(Image point annotation entries)

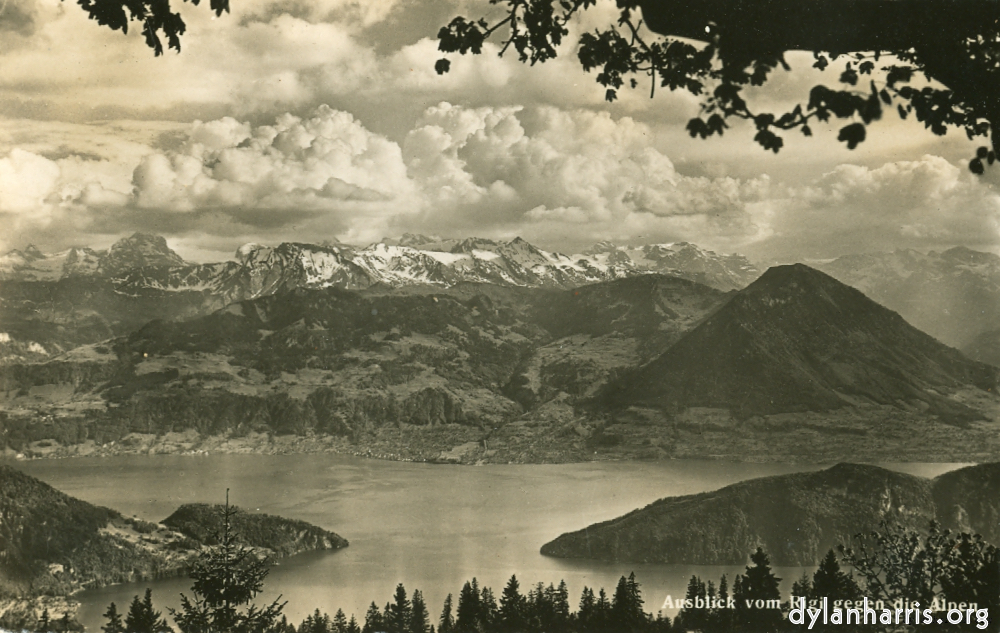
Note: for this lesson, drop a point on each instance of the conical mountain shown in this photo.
(798, 340)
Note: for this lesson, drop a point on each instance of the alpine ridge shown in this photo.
(798, 340)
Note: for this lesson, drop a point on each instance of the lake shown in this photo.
(431, 527)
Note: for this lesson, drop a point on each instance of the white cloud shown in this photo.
(327, 164)
(925, 203)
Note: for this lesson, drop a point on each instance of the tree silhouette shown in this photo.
(227, 577)
(45, 622)
(898, 563)
(143, 618)
(757, 594)
(447, 622)
(115, 624)
(888, 44)
(156, 17)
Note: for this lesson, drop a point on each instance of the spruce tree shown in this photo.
(585, 617)
(626, 606)
(560, 607)
(143, 618)
(758, 593)
(373, 620)
(115, 624)
(352, 625)
(602, 612)
(693, 617)
(487, 609)
(832, 583)
(467, 612)
(227, 578)
(447, 621)
(45, 622)
(419, 617)
(340, 622)
(398, 613)
(512, 605)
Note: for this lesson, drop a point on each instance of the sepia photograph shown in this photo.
(499, 316)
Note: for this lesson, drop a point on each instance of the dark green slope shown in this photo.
(798, 340)
(968, 500)
(51, 543)
(795, 518)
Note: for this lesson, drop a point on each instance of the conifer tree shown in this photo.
(143, 618)
(602, 612)
(832, 583)
(419, 618)
(227, 578)
(512, 606)
(758, 593)
(626, 606)
(468, 610)
(45, 622)
(560, 607)
(373, 620)
(115, 624)
(693, 617)
(352, 625)
(398, 612)
(340, 622)
(585, 617)
(447, 622)
(487, 609)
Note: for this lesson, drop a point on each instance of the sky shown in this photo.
(316, 120)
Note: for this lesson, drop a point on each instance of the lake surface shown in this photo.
(431, 527)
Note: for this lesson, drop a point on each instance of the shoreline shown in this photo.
(468, 453)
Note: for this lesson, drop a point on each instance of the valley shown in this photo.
(472, 351)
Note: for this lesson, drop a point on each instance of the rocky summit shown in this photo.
(471, 350)
(798, 340)
(796, 518)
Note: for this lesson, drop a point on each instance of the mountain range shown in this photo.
(143, 262)
(54, 544)
(471, 350)
(795, 518)
(953, 295)
(798, 340)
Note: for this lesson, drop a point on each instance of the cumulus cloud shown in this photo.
(924, 204)
(562, 178)
(326, 166)
(568, 175)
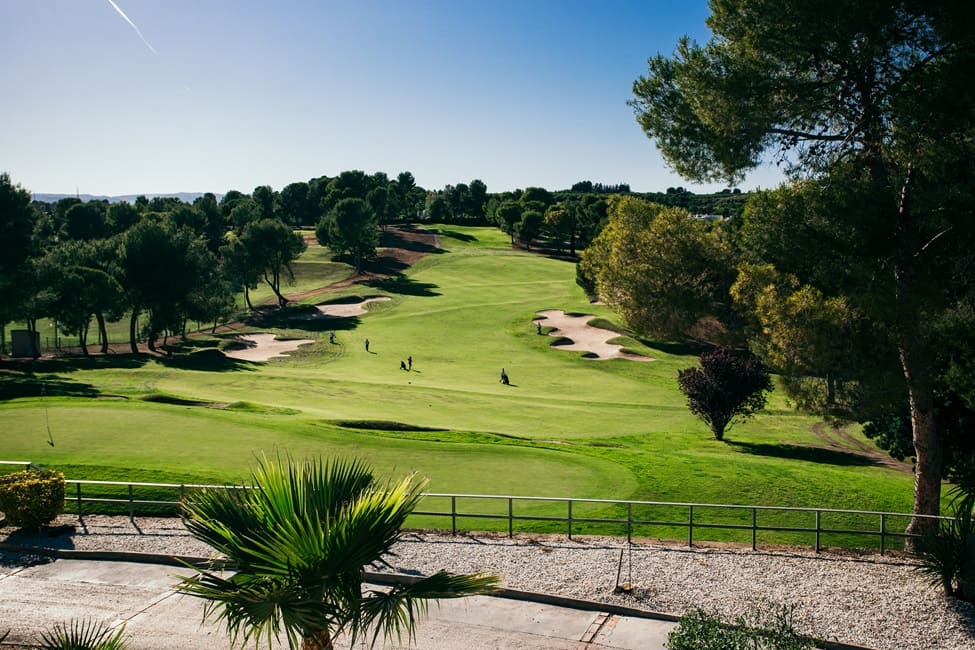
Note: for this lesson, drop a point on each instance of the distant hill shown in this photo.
(187, 197)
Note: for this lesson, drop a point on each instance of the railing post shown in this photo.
(511, 519)
(883, 532)
(569, 520)
(629, 523)
(818, 524)
(754, 528)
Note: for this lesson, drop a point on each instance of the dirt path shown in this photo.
(594, 341)
(405, 245)
(840, 440)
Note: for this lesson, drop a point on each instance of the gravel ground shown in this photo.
(867, 600)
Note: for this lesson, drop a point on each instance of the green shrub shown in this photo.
(32, 498)
(770, 628)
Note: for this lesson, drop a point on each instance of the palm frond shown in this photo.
(392, 612)
(298, 542)
(83, 634)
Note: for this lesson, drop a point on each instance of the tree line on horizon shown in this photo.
(855, 279)
(163, 262)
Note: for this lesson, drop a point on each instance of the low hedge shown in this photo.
(32, 498)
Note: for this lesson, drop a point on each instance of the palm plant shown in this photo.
(947, 553)
(298, 542)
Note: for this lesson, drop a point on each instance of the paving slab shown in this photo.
(140, 596)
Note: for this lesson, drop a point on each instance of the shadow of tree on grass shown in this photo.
(803, 453)
(404, 285)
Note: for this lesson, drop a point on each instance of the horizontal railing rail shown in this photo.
(688, 516)
(138, 497)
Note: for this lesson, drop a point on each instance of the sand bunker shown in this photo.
(584, 337)
(340, 309)
(261, 347)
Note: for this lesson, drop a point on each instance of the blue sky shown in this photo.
(227, 94)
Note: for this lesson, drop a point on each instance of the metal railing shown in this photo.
(459, 509)
(634, 517)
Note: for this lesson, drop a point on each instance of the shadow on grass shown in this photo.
(393, 239)
(807, 454)
(72, 363)
(453, 234)
(208, 360)
(13, 386)
(403, 285)
(679, 348)
(305, 318)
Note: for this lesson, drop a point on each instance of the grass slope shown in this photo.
(567, 426)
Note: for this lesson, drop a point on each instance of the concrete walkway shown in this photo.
(33, 599)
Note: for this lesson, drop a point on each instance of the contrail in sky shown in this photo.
(122, 14)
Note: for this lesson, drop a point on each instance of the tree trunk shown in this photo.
(966, 573)
(83, 339)
(927, 444)
(34, 338)
(102, 332)
(133, 322)
(320, 640)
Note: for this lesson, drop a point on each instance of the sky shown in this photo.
(153, 96)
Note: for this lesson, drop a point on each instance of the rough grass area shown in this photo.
(564, 426)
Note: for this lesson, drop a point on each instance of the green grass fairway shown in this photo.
(566, 426)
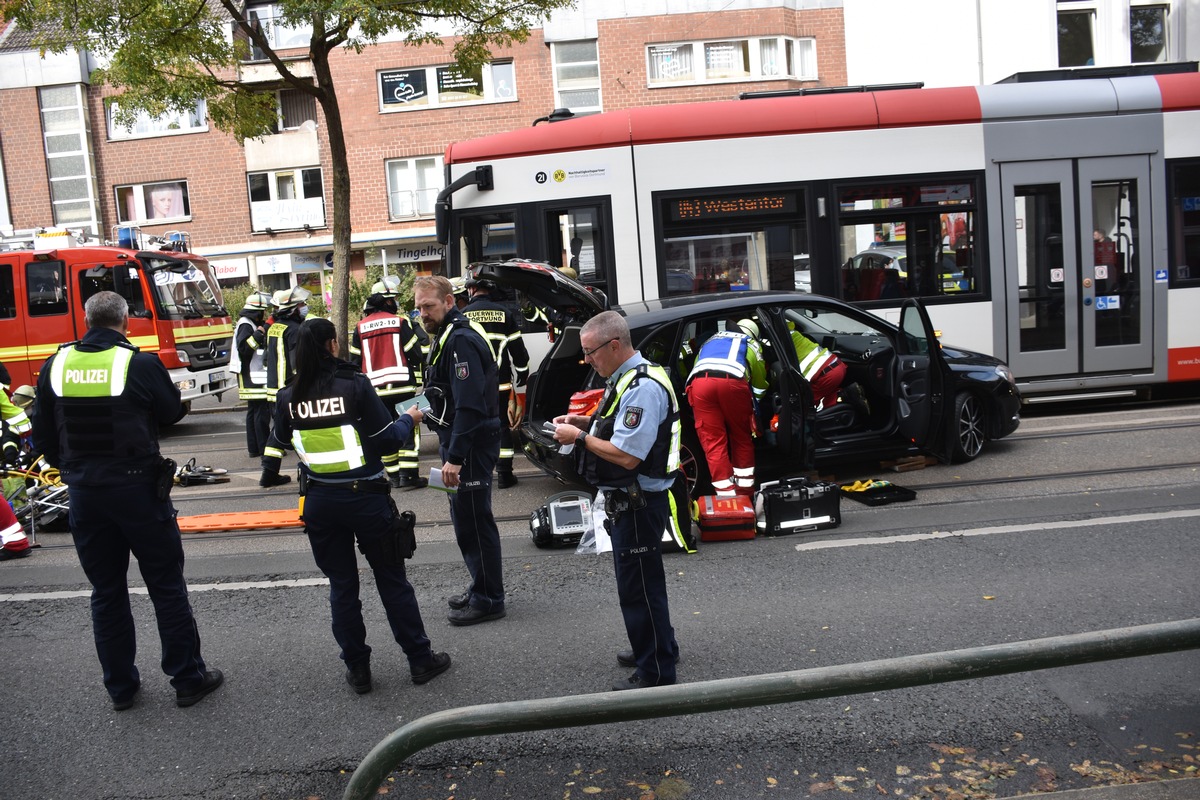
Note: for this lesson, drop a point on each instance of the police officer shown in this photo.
(725, 384)
(389, 354)
(630, 451)
(511, 360)
(341, 429)
(100, 403)
(461, 386)
(249, 362)
(291, 308)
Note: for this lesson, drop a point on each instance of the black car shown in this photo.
(922, 397)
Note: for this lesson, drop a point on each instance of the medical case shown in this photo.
(797, 504)
(723, 518)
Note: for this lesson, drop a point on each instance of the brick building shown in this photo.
(259, 209)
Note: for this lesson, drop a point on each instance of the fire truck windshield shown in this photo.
(185, 289)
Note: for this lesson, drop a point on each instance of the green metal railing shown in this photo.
(766, 690)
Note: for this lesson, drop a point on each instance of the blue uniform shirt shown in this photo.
(648, 396)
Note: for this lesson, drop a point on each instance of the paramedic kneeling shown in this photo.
(629, 449)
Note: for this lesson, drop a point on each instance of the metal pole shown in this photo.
(766, 690)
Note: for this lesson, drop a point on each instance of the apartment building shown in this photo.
(261, 209)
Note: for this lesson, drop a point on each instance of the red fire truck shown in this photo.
(175, 306)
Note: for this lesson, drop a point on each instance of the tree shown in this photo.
(163, 55)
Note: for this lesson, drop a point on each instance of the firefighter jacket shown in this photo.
(389, 353)
(733, 354)
(281, 343)
(811, 356)
(100, 403)
(622, 411)
(461, 386)
(342, 431)
(503, 334)
(249, 356)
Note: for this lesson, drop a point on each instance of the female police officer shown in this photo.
(340, 429)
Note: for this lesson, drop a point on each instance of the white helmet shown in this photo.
(749, 328)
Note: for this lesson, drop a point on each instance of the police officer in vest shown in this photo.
(341, 429)
(511, 360)
(725, 385)
(389, 354)
(100, 405)
(249, 362)
(461, 386)
(629, 450)
(291, 308)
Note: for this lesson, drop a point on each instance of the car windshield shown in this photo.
(815, 323)
(185, 289)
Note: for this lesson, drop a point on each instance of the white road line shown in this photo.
(1001, 529)
(202, 587)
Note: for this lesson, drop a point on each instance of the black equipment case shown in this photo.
(797, 504)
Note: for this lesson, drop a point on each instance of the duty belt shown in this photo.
(372, 486)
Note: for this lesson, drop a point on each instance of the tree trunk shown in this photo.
(341, 199)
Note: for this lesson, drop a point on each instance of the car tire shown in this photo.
(970, 428)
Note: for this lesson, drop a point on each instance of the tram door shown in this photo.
(1078, 266)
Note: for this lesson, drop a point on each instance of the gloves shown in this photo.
(516, 408)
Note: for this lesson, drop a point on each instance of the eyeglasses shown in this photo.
(588, 354)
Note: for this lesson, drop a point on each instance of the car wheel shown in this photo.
(970, 427)
(695, 468)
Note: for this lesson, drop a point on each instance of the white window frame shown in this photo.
(576, 84)
(413, 199)
(491, 77)
(797, 56)
(169, 124)
(173, 191)
(287, 214)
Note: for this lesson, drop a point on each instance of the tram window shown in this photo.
(907, 240)
(1185, 224)
(487, 238)
(575, 236)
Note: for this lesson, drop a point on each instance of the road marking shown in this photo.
(202, 587)
(1000, 529)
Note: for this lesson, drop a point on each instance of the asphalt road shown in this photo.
(1075, 524)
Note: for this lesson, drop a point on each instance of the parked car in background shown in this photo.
(923, 397)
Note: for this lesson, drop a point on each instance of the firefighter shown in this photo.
(247, 361)
(511, 361)
(291, 308)
(388, 352)
(341, 431)
(724, 389)
(461, 386)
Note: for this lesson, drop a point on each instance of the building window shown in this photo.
(295, 108)
(768, 58)
(193, 120)
(154, 203)
(576, 76)
(69, 158)
(287, 199)
(269, 19)
(1077, 42)
(401, 90)
(413, 185)
(1147, 34)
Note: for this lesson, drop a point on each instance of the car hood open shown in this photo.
(545, 286)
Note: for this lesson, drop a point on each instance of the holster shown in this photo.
(166, 479)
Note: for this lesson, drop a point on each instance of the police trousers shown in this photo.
(334, 518)
(474, 525)
(107, 524)
(642, 587)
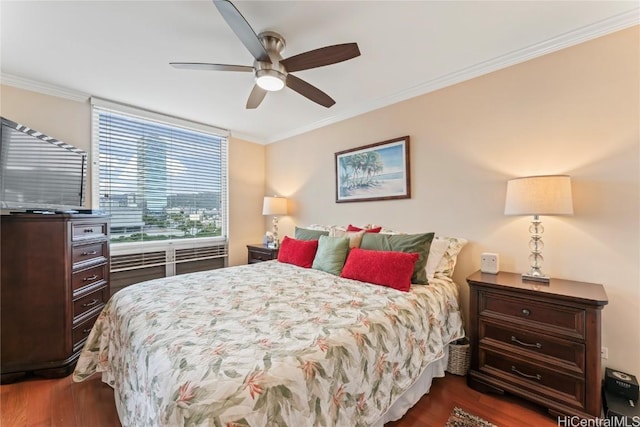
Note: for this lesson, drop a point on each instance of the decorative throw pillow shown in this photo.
(410, 243)
(368, 230)
(391, 269)
(309, 234)
(450, 257)
(436, 252)
(297, 252)
(355, 237)
(332, 251)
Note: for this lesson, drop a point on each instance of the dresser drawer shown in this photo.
(557, 351)
(90, 302)
(81, 332)
(82, 231)
(531, 377)
(91, 253)
(560, 319)
(88, 277)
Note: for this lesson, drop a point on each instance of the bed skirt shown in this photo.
(408, 399)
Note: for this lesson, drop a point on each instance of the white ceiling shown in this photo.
(120, 51)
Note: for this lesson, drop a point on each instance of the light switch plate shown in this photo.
(489, 262)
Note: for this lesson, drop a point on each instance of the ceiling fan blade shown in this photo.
(209, 67)
(243, 30)
(309, 91)
(319, 57)
(256, 97)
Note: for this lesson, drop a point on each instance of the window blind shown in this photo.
(159, 181)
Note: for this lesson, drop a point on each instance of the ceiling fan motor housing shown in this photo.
(271, 76)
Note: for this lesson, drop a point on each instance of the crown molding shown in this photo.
(43, 88)
(562, 41)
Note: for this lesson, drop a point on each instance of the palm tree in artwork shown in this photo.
(359, 170)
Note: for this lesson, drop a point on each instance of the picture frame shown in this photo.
(379, 171)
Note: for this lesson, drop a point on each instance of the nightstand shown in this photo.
(537, 341)
(259, 253)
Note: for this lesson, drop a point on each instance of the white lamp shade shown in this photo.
(274, 206)
(539, 195)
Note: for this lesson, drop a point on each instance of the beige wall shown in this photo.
(70, 121)
(572, 112)
(246, 192)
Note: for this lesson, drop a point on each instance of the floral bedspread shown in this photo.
(266, 344)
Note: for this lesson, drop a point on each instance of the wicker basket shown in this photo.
(459, 357)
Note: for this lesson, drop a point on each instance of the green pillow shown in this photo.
(417, 243)
(331, 254)
(308, 234)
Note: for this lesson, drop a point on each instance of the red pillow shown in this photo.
(392, 269)
(370, 230)
(298, 252)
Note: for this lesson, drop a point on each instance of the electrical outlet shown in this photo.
(489, 263)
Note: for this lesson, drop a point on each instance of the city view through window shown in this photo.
(160, 182)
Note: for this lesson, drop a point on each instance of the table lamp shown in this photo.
(538, 195)
(274, 206)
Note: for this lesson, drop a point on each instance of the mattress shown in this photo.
(267, 344)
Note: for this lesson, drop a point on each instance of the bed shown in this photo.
(270, 344)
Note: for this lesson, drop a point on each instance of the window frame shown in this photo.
(119, 248)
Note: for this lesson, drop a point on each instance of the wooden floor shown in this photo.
(63, 403)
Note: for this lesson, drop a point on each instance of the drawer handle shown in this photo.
(525, 344)
(90, 303)
(531, 377)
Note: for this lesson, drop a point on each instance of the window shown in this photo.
(161, 182)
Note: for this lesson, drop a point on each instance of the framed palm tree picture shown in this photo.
(377, 171)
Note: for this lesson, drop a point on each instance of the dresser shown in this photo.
(54, 283)
(537, 341)
(260, 252)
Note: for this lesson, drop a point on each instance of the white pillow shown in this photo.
(436, 252)
(355, 237)
(450, 257)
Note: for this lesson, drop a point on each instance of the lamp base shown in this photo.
(535, 277)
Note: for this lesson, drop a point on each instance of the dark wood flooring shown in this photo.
(63, 403)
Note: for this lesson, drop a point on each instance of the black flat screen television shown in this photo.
(38, 172)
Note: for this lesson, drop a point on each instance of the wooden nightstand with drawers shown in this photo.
(538, 341)
(260, 252)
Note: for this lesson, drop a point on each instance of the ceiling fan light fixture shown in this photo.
(271, 80)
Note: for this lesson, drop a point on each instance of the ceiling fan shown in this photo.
(272, 72)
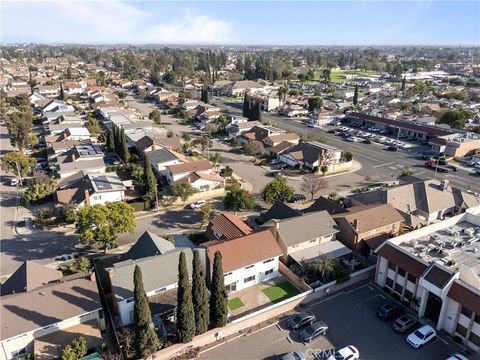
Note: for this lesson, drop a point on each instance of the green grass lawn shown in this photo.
(235, 303)
(281, 291)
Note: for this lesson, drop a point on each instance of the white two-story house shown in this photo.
(247, 260)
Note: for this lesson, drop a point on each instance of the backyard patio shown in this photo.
(260, 295)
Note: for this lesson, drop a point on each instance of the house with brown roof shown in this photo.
(435, 271)
(226, 226)
(306, 237)
(366, 227)
(247, 260)
(45, 317)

• THE PROBLEM
Starting at the line that contains "white pillow shown in this photo." and continuing through the last line of the records, reproduce every line, with the labeling notes included, and subtract 51 from each coordinate value in the point answers. Omit the picture markers from your output.

• OUTPUT OF THE EXERCISE
Note: for this lesson, drop a point on each instance of the white pillow shown in this photo.
(385, 201)
(304, 186)
(399, 206)
Note: for this lesson, drop a point on each instance of the lamp base shown in this photo.
(484, 226)
Note: for this lesson, drop a point on each instance of the dark wood flooring shown in this photo.
(12, 352)
Note: for this lesson, drop a point on each instance of the black flat screen television shown in this photo.
(-13, 121)
Note: for this lesson, drop a point on each instance of the wooden nightstand with drawers shown in this photo.
(487, 290)
(209, 201)
Note: for this lesson, drop a point on each instance of the ceiling fan light fixture shown in this photo.
(220, 29)
Note: for this lesson, drop a point on each instance of the ceiling fan shown in this photo.
(221, 21)
Note: for this lesson, drop a point on each instance of the green grass lawn shown in this photo.
(184, 252)
(230, 240)
Note: for this lesson, drop a point on each instance of the white two-story house shown in this photo.
(196, 209)
Note: for this lesson, drop a point on each instance of the backyard patio shown in this photo.
(209, 244)
Note: for this lesson, drop a point on each instance of the house with brown roof shown in this photo.
(384, 220)
(175, 175)
(255, 186)
(315, 176)
(196, 209)
(-6, 266)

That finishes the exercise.